* **Supplied passage**:
════

Steam rises from the Bagnore 3 Geothermal Power Station in Bagnore, Tuscany, Italy. Frank Bienewald / LightRocket via Getty Images

Geothermal energy takes advantage of the heat under your feet in order to charge your devices and keep your home toasty in colder months. But given the relative lack of attention the energy source receives compared to other generation resources, let's examine the basics.


Geothermal power generation is a method of producing electricity. By tapping into the inner Earth, we can leverage the planet's thermal energy to spin a turbine generator with steam.

Earth's interior is made up of several layers, including an inner core of solid iron, an outer core of magma, a mantle of both magma and rock, and the solid-rock crust that you're living on right now. Energy developers bore down several kilometers into the ground and construct wells to allow steam to travel up from a potential geothermal reservoir.

Depending on the type of power plant, the process and necessary infrastructure changes. The National Renewable Energy Laboratory, or NREL, says there are three types of geothermal power plants.

With a dry steam power plant, "the steam is piped directly from underground wells to the power plant," basically taking advantage of where the steam naturally spews out of the earth without much intervention, according to the lab. That geothermal power plant style is rare, explained Maurice Dusseault, a geothermal energy expert and professor at the University of Waterloo. The largest of that type of generation facility is also the largest geothermal power plant in the world: the Geysers Geothermal Complex north of San Francisco.

Then there's flash steam power plants, a process that the NREL calls the "most common" form of geothermal power production. Geothermal fluids are pumped up a pressurized well to an above-ground chamber, where the fluids vaporize into steam.

Another form is binary cycle geothermal generation. That process uses multiple chambers that keep geothermal fluids separate from a secondary fluid. A heat exchanger is then used to raise the temperature of the secondary fluid with the heat of the geothermal fluid, flashing the liquid into vapor to rotate a turbine.

One type of binary cycle generation is known as an enhanced geothermal system.

"We use [EGS] to refer to trying to get the heat energy out of deep, low permeability, low porosity rocks that do not contain fluids in any significant amount, like in New Hampshire, Maine and Massachusetts," said Dusseault.

Geothermal energy isn't only used for electricity production — it can also be used to warm your home in lieu of home heating fuels through an on-site pump. Some cities, like the Icelandic capital Reykjavík, heat all of their buildings with geothermal energy. And, of course, geothermal reservoirs can heat pools of water and create relaxing hot springs and form geysers that spew extraordinarily hot water into the air.

What Makes a Site Suitable for Geothermal Energy?

To rotate a turbine generator, enough steam and hot water — a mixture referred to as geothermal fluids — has to be present in a geothermal reservoir and able to be siphoned in order to transfigure that thermal energy into electricity.

════

* **Given entries**:
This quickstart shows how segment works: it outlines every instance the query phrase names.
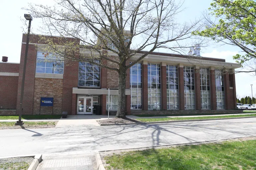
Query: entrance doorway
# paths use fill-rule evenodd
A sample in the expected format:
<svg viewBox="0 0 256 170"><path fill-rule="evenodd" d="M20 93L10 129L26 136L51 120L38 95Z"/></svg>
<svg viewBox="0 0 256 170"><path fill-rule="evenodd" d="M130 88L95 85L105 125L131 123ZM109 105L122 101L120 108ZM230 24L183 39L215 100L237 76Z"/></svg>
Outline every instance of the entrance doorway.
<svg viewBox="0 0 256 170"><path fill-rule="evenodd" d="M79 97L77 98L77 114L92 114L92 97Z"/></svg>

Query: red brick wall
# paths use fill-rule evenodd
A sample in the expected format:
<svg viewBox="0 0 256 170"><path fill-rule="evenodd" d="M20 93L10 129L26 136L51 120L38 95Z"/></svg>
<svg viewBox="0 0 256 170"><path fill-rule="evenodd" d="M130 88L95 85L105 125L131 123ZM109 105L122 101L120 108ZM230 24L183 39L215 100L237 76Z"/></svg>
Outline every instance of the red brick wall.
<svg viewBox="0 0 256 170"><path fill-rule="evenodd" d="M118 60L117 56L109 56L109 58L113 60ZM107 62L108 66L112 68L118 68L119 66L116 63L109 61ZM118 89L118 73L115 70L107 69L107 88L110 89Z"/></svg>
<svg viewBox="0 0 256 170"><path fill-rule="evenodd" d="M142 110L148 110L148 65L147 64L142 64Z"/></svg>
<svg viewBox="0 0 256 170"><path fill-rule="evenodd" d="M72 110L71 111L71 114L72 115L76 115L77 113L77 95L76 94L72 94Z"/></svg>
<svg viewBox="0 0 256 170"><path fill-rule="evenodd" d="M18 73L19 63L0 62L0 72Z"/></svg>
<svg viewBox="0 0 256 170"><path fill-rule="evenodd" d="M195 91L196 102L196 110L201 110L201 91L200 81L200 69L195 68L194 70Z"/></svg>
<svg viewBox="0 0 256 170"><path fill-rule="evenodd" d="M18 78L0 76L0 109L16 109Z"/></svg>
<svg viewBox="0 0 256 170"><path fill-rule="evenodd" d="M166 87L166 66L161 66L161 109L167 110L167 89Z"/></svg>
<svg viewBox="0 0 256 170"><path fill-rule="evenodd" d="M179 110L185 110L185 98L184 97L184 77L183 67L178 67L178 75L179 76Z"/></svg>
<svg viewBox="0 0 256 170"><path fill-rule="evenodd" d="M217 110L217 101L216 98L216 85L215 84L215 70L210 70L210 89L211 94L211 109Z"/></svg>
<svg viewBox="0 0 256 170"><path fill-rule="evenodd" d="M107 51L103 51L103 54L107 55ZM102 59L101 62L103 65L107 64L107 61L106 59ZM100 68L100 86L102 88L107 88L107 69L101 67Z"/></svg>
<svg viewBox="0 0 256 170"><path fill-rule="evenodd" d="M23 35L23 38L24 35ZM23 67L25 57L26 44L21 44L20 63L19 71L19 79L17 95L17 113L19 113L20 101L21 83L23 73ZM33 114L34 91L35 86L35 75L36 73L37 47L35 45L29 44L25 78L24 95L23 99L23 113L24 114Z"/></svg>
<svg viewBox="0 0 256 170"><path fill-rule="evenodd" d="M68 112L69 115L72 111L73 88L77 87L78 81L79 62L77 61L64 62L63 75L63 98L62 111ZM76 103L76 101L73 101Z"/></svg>
<svg viewBox="0 0 256 170"><path fill-rule="evenodd" d="M229 79L230 75L231 77ZM225 94L225 109L226 110L233 110L236 108L236 94L235 81L234 74L229 74L228 72L224 72L224 90ZM233 85L233 89L230 89L229 81L231 81Z"/></svg>
<svg viewBox="0 0 256 170"><path fill-rule="evenodd" d="M36 78L34 96L34 114L40 112L41 97L53 98L53 114L61 114L62 106L63 80L53 78ZM41 107L41 114L51 114L52 108Z"/></svg>

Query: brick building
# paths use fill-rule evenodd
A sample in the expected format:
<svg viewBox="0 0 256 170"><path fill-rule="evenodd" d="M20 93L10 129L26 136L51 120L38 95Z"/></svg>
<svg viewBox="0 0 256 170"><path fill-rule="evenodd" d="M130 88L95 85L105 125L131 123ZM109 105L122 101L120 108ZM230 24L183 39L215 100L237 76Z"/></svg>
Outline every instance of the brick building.
<svg viewBox="0 0 256 170"><path fill-rule="evenodd" d="M99 105L101 114L106 114L108 108L115 114L117 73L88 62L61 61L51 54L45 57L47 51L42 51L40 47L46 42L39 43L38 36L30 38L23 114L60 114L67 111L72 115L92 114L92 108ZM60 43L63 41L80 43L71 38L55 38ZM0 114L18 114L26 39L23 34L20 63L0 62ZM78 51L78 56L88 52L85 48ZM130 61L145 52L141 51ZM200 56L188 59L188 56L153 52L130 68L125 92L126 114L239 112L235 110L235 74L229 73L240 65L224 59ZM44 60L45 57L49 58L47 62ZM53 108L40 108L41 97L53 98Z"/></svg>

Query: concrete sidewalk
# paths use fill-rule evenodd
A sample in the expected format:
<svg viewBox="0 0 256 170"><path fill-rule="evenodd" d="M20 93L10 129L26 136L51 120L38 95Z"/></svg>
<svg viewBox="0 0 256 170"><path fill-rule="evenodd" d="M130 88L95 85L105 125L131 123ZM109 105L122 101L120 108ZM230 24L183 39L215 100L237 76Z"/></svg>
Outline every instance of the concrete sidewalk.
<svg viewBox="0 0 256 170"><path fill-rule="evenodd" d="M130 119L152 119L152 118L193 118L195 117L205 117L206 116L224 116L231 115L252 115L256 114L255 113L241 113L238 114L225 114L225 115L195 115L195 116L151 116L150 117L139 117L135 115L129 115L126 116L126 117Z"/></svg>
<svg viewBox="0 0 256 170"><path fill-rule="evenodd" d="M26 119L22 119L21 120L23 122L51 122L55 121L59 121L60 120L58 119L29 119L27 120ZM16 122L18 120L16 119L6 119L6 120L0 120L0 122Z"/></svg>
<svg viewBox="0 0 256 170"><path fill-rule="evenodd" d="M114 116L110 116L109 118L114 118ZM98 120L108 119L107 115L68 115L67 118L61 118L56 125L56 128L77 127L87 126L99 126Z"/></svg>

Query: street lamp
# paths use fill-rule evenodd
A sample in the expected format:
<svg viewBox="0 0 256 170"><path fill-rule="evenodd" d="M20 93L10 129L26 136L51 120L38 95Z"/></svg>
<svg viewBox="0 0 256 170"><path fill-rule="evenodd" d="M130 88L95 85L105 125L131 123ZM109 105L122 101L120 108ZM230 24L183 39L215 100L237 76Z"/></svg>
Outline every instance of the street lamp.
<svg viewBox="0 0 256 170"><path fill-rule="evenodd" d="M251 87L252 87L252 98L253 97L252 96L252 84L251 85Z"/></svg>
<svg viewBox="0 0 256 170"><path fill-rule="evenodd" d="M30 26L31 26L31 21L33 19L30 14L24 14L24 17L26 20L29 21L28 23L28 34L27 34L27 42L26 44L26 49L25 50L25 56L24 58L24 65L23 66L23 74L22 74L22 81L21 83L21 91L20 93L20 102L19 109L19 121L15 124L16 125L22 125L24 123L21 121L21 114L22 112L22 103L23 102L23 96L24 93L24 86L25 82L25 74L26 74L26 66L27 65L27 58L28 55L28 43L29 42L29 34L30 33Z"/></svg>

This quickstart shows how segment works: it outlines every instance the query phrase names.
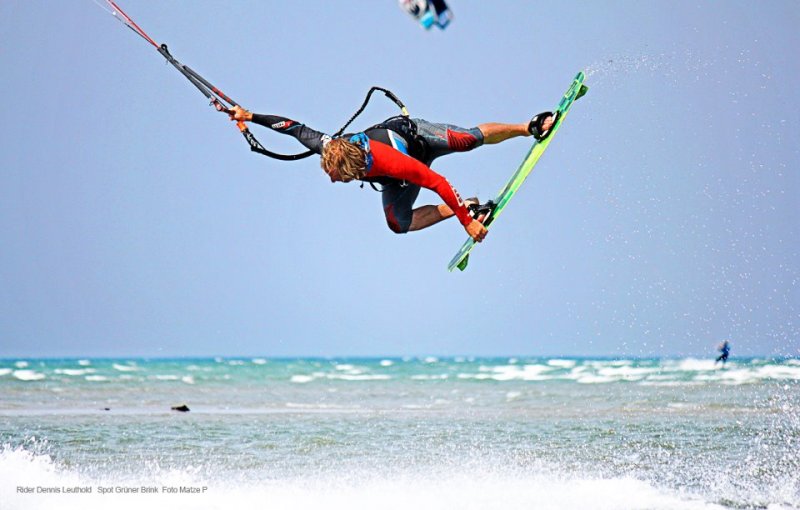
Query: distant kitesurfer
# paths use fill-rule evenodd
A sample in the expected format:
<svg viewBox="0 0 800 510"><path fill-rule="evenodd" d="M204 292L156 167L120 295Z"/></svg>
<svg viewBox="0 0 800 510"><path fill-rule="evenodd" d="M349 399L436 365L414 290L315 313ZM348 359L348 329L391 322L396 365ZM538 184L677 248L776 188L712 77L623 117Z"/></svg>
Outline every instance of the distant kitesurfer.
<svg viewBox="0 0 800 510"><path fill-rule="evenodd" d="M718 351L719 351L721 354L720 354L719 356L717 356L717 359L716 359L716 361L714 361L714 364L716 365L717 363L719 363L719 362L721 361L721 362L722 362L722 365L723 365L723 366L725 366L725 362L726 362L726 361L728 361L728 355L729 355L729 354L730 354L730 352L731 352L731 345L730 345L730 343L728 343L728 341L727 341L727 340L725 340L724 342L722 342L721 344L719 344L719 347L717 348L717 350L718 350Z"/></svg>
<svg viewBox="0 0 800 510"><path fill-rule="evenodd" d="M278 115L251 113L232 108L231 120L255 122L296 138L320 154L322 169L331 182L359 180L382 186L383 212L389 228L398 234L421 230L456 216L467 234L477 242L486 236L482 221L494 204L479 204L477 198L462 200L441 175L430 169L439 156L466 152L483 144L495 144L518 136L543 140L555 118L551 112L536 115L521 124L480 124L465 129L423 119L398 116L339 138ZM443 204L414 208L420 188L437 193Z"/></svg>

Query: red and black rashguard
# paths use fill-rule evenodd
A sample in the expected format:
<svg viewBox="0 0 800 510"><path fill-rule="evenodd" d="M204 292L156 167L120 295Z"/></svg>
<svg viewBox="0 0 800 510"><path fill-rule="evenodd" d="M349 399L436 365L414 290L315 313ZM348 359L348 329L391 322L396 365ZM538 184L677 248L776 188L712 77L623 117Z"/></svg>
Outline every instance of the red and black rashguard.
<svg viewBox="0 0 800 510"><path fill-rule="evenodd" d="M331 138L305 124L278 115L253 114L253 122L290 135L317 154L322 153L322 147ZM423 128L425 133L430 132L424 137L425 147L420 147L415 140L409 139L409 134L402 129L402 126L395 126L392 119L365 131L369 138L373 162L362 180L383 186L382 200L386 222L396 233L408 232L414 201L420 187L438 194L453 210L461 224L468 225L472 218L458 192L447 179L420 160L430 161L449 152L470 150L482 144L482 134L476 128L466 130L457 126L432 124L421 119L415 119L415 122L426 126ZM393 126L396 129L392 129ZM438 131L434 132L434 128ZM350 137L350 135L344 136ZM460 145L451 143L452 140L463 141L464 136L472 140L468 147L465 147L463 142Z"/></svg>
<svg viewBox="0 0 800 510"><path fill-rule="evenodd" d="M389 177L422 186L439 195L453 210L462 225L467 226L472 221L458 191L443 176L416 159L377 140L370 140L369 147L374 159L372 168L367 171L367 176L363 180Z"/></svg>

════

* **Exercise aim**:
Answer these from the geothermal energy text:
(a) Which kind of geothermal power plant does the NREL call the most common?
(b) What is the largest geothermal power plant in the world?
(c) Which capital city is named as heating all of its buildings with geothermal energy?
The data has no connection to the text.

* **Final result**:
(a) Flash steam power plants.
(b) The Geysers Geothermal Complex north of San Francisco.
(c) Reykjavík, the Icelandic capital.